Nothing but the lines below between the line holding "Scan for blue jeans in the image above." and the line holding "Scan for light", inclusive, should appear in the answer, each set down exactly.
[Records shown — start]
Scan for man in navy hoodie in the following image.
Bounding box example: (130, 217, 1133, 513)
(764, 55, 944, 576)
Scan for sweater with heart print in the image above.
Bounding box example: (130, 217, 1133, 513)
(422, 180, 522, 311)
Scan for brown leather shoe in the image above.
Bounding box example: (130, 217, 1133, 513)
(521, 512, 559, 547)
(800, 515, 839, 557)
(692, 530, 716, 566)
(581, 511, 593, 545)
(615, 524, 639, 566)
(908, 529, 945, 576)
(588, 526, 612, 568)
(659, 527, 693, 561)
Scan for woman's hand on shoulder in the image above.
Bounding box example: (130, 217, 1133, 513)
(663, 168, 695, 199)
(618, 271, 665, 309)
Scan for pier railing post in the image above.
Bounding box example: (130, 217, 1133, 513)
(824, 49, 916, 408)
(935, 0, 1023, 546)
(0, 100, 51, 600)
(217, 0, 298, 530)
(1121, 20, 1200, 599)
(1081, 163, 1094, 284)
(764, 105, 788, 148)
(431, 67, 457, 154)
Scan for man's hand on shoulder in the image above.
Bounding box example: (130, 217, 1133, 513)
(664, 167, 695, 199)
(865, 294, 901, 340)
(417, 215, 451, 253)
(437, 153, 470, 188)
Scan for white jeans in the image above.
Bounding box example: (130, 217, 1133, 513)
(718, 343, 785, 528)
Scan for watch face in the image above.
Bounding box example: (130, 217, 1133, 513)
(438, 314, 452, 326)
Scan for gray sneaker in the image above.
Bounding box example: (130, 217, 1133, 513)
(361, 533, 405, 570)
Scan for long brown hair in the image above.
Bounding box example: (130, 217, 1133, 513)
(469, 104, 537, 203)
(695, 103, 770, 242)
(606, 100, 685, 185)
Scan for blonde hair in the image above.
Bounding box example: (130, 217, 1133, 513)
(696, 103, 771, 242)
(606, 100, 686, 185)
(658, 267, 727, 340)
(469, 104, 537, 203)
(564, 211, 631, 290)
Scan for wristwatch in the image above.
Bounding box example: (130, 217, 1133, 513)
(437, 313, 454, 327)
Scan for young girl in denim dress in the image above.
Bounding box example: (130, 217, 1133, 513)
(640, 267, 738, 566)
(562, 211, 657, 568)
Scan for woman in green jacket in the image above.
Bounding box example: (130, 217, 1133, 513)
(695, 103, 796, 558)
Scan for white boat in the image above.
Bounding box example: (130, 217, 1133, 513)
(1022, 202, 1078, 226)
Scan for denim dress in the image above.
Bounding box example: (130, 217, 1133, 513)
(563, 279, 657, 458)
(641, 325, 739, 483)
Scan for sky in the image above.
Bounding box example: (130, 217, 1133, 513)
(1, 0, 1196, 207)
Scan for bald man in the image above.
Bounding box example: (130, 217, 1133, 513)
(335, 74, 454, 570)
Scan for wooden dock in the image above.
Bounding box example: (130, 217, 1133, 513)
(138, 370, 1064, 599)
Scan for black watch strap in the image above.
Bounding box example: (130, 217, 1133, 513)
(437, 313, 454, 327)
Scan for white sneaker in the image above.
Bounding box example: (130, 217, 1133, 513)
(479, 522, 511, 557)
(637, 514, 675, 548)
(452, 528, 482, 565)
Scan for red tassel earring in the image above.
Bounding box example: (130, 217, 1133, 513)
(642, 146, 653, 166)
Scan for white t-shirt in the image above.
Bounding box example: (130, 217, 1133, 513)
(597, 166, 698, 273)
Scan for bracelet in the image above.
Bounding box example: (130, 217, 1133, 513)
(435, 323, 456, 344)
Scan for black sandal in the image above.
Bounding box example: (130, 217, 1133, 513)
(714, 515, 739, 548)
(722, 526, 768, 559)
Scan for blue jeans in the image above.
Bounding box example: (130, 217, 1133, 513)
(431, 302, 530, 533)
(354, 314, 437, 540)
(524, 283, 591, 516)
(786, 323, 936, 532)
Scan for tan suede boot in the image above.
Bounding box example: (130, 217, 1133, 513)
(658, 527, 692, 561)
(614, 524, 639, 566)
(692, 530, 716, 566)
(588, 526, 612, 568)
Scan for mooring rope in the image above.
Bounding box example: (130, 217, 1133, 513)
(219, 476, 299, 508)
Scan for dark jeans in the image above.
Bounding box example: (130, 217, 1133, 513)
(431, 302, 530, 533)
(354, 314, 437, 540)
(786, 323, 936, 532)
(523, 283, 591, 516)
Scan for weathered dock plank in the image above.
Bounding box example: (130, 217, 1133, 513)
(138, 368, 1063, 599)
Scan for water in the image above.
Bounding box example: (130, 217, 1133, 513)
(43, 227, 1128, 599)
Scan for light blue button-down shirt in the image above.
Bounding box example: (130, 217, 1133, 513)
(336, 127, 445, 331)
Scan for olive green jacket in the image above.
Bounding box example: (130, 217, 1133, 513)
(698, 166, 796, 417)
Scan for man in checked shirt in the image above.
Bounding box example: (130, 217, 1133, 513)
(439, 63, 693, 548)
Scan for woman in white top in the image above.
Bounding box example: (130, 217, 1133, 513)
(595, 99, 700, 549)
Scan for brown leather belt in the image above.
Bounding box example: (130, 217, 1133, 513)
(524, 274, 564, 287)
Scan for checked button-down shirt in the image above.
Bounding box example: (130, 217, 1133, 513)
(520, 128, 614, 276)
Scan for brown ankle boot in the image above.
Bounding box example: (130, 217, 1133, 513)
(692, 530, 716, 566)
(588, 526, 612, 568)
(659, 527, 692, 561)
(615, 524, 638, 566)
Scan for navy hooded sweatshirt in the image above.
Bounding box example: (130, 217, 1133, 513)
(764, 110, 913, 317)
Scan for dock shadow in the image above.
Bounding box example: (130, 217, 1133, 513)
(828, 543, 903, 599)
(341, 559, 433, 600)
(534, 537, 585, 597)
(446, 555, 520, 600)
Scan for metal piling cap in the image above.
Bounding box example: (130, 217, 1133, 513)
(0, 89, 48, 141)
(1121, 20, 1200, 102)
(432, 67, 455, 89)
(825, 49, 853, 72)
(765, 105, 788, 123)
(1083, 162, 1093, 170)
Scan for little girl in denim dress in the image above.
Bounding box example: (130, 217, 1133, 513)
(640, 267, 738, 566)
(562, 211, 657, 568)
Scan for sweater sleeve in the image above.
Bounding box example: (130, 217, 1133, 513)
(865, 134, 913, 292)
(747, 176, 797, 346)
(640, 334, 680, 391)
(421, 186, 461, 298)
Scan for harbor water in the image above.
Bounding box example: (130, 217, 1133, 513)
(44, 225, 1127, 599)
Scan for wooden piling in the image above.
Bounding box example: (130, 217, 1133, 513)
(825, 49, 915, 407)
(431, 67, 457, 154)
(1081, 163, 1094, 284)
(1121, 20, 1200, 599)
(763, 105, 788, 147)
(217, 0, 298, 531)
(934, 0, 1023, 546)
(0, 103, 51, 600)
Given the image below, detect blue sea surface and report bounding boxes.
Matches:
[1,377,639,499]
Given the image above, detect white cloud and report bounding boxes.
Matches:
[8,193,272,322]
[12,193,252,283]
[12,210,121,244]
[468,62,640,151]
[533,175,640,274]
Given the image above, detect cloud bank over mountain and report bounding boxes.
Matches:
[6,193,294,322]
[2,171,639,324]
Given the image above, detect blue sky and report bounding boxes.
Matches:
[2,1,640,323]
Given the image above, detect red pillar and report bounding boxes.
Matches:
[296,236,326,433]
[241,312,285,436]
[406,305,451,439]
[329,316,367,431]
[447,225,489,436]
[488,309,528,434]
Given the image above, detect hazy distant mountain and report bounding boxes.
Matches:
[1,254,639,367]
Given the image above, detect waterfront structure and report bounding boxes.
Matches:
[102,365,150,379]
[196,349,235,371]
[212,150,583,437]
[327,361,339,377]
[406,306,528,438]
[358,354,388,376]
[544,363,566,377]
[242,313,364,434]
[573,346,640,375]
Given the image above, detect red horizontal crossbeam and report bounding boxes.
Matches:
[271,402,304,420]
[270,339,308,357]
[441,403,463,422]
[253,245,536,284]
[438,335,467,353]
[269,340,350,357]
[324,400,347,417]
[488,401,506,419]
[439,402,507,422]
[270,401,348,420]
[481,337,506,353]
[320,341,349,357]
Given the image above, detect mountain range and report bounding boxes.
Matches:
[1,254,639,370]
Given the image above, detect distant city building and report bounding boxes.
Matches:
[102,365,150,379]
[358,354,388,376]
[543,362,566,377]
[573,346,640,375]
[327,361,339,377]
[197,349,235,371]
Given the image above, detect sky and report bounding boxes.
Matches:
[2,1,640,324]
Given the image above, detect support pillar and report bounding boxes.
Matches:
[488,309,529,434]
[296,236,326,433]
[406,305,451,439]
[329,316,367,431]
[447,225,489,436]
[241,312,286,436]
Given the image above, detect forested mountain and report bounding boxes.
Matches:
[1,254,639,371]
[Records shown — finish]
**Response to the exercise**.
Scan for blue jeans in the image above.
Bounding box example: (130, 217, 1133, 513)
(431, 302, 530, 533)
(354, 314, 437, 540)
(524, 283, 591, 516)
(786, 323, 936, 532)
Scan for tan suede boot in the image above.
Bounding box example: (130, 217, 1133, 513)
(658, 527, 692, 561)
(614, 524, 639, 566)
(692, 530, 716, 566)
(588, 526, 612, 568)
Scan for mooring rope in the image above.
Bounding box example: (130, 217, 1133, 513)
(219, 476, 299, 508)
Scan for dark jeans in the image above.
Bounding box example: (130, 217, 1133, 513)
(431, 302, 530, 533)
(354, 314, 437, 540)
(786, 323, 936, 532)
(523, 283, 591, 516)
Scan for weathered dock plank in the image above.
Bounding box example: (130, 217, 1133, 513)
(138, 368, 1063, 599)
Scan for water in the image above.
Bounding box example: (130, 217, 1133, 513)
(43, 227, 1128, 599)
Scan for light blue button-down shirt in the image above.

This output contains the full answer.